CONSIGNE: D'après l'extrait du document, pourquoi la condamnation de la femme est-elle présentée comme incontournable ? Répondez en une à trois phrases.

EXTRAIT DU DOCUMENT:

┌────────

Accusée publiquement, absoute privément

 

Etait-ce la première fois ? Qui saurait le dire ? Si, pris de soupçons à son égard, on l’avait interrogée, elle n’aurait pas manqué de jurer haut et fort son innocence. Jamais, ô grand jamais elle n’avait commis l’adultère. Mais en ce jour, tout vacille pour elle ; Pas moyen de nier, d’esquiver, de tergiverser : elle a été prise en flagrant délit. La condamnation est donc incontournable, la lapidation inéluctable. Telle est la loi ; il y va de la justice. Nul ne doit y échapper. Son péché ne restera pas caché.

└────────

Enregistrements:
┌────────

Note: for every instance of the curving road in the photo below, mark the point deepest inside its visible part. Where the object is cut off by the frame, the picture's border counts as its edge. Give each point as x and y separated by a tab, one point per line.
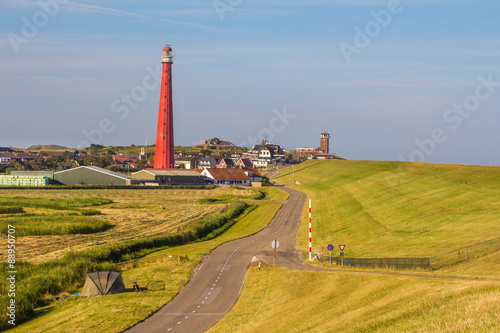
216	285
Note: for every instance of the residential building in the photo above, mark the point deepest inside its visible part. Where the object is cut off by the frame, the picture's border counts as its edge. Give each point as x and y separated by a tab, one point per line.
266	154
254	175
124	161
169	177
7	158
90	175
24	157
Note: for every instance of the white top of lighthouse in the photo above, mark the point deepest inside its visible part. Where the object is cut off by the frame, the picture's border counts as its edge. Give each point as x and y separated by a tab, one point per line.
166	55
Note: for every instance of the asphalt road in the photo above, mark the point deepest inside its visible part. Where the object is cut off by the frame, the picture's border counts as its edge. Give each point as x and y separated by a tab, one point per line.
216	284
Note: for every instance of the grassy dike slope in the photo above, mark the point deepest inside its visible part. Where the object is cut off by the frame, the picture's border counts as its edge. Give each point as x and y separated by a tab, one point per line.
161	276
383	209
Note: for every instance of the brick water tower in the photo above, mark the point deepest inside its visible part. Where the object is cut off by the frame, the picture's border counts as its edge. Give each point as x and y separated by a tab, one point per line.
164	152
325	142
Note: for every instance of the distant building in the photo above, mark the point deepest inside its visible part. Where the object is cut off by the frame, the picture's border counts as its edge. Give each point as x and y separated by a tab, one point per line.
90	175
24	180
254	175
323	149
186	163
324	143
217	144
24	157
227	176
244	162
7	158
305	150
125	161
266	154
225	163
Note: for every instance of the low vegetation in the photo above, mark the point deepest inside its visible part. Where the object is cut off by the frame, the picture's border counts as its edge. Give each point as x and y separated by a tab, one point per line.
53	225
396	209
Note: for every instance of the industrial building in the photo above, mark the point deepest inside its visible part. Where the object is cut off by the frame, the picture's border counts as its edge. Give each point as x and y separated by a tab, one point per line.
90	175
170	177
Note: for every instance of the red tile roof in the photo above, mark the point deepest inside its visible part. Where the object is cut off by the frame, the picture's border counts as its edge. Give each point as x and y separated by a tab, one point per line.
228	174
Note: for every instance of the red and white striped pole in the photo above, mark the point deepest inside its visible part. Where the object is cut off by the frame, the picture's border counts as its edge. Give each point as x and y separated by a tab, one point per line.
310	239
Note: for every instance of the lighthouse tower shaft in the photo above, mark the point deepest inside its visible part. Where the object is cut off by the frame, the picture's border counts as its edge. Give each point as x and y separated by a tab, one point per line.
164	152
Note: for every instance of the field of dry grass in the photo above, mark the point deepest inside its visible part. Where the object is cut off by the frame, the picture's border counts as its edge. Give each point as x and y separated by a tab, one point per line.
133	214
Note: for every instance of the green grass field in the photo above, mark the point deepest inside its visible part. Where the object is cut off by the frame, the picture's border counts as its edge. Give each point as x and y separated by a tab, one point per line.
383	209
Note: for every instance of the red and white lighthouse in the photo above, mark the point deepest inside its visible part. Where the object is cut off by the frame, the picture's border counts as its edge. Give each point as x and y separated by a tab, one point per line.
164	152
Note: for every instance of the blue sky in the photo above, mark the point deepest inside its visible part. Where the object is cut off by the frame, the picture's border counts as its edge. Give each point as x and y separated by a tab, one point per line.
420	84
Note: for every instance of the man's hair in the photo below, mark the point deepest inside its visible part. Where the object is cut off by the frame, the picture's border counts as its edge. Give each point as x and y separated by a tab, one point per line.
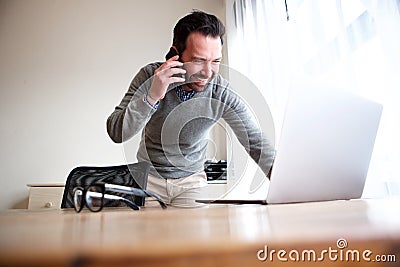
197	21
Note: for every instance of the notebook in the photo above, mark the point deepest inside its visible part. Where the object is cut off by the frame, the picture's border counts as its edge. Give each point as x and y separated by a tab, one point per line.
324	150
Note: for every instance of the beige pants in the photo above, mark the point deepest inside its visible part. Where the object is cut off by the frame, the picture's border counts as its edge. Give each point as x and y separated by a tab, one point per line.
181	192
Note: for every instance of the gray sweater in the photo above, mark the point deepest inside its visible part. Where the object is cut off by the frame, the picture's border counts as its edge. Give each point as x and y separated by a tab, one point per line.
174	136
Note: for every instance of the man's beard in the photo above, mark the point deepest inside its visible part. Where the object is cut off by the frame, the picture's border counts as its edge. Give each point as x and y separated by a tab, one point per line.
197	82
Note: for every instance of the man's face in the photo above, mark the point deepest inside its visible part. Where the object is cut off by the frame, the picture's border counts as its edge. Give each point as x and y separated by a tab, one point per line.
202	57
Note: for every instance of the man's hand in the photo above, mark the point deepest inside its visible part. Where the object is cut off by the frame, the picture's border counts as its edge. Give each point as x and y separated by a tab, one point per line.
163	77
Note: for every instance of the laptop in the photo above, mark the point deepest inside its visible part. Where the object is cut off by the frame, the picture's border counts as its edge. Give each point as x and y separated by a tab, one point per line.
324	151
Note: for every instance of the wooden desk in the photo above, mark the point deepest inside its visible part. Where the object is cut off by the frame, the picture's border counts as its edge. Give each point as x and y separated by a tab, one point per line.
216	236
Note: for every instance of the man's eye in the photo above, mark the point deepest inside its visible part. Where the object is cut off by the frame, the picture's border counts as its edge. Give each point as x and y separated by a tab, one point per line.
198	61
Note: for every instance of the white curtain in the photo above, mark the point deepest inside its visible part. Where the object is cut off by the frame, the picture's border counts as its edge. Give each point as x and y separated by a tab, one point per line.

└────────

RÉPONSE: Elle a été prise en flagrant délit, si bien qu'elle n'a aucun moyen de nier, d'esquiver ou de tergiverser. La condamnation et la lapidation s'imposent donc, car telle est la loi et il y va de la justice.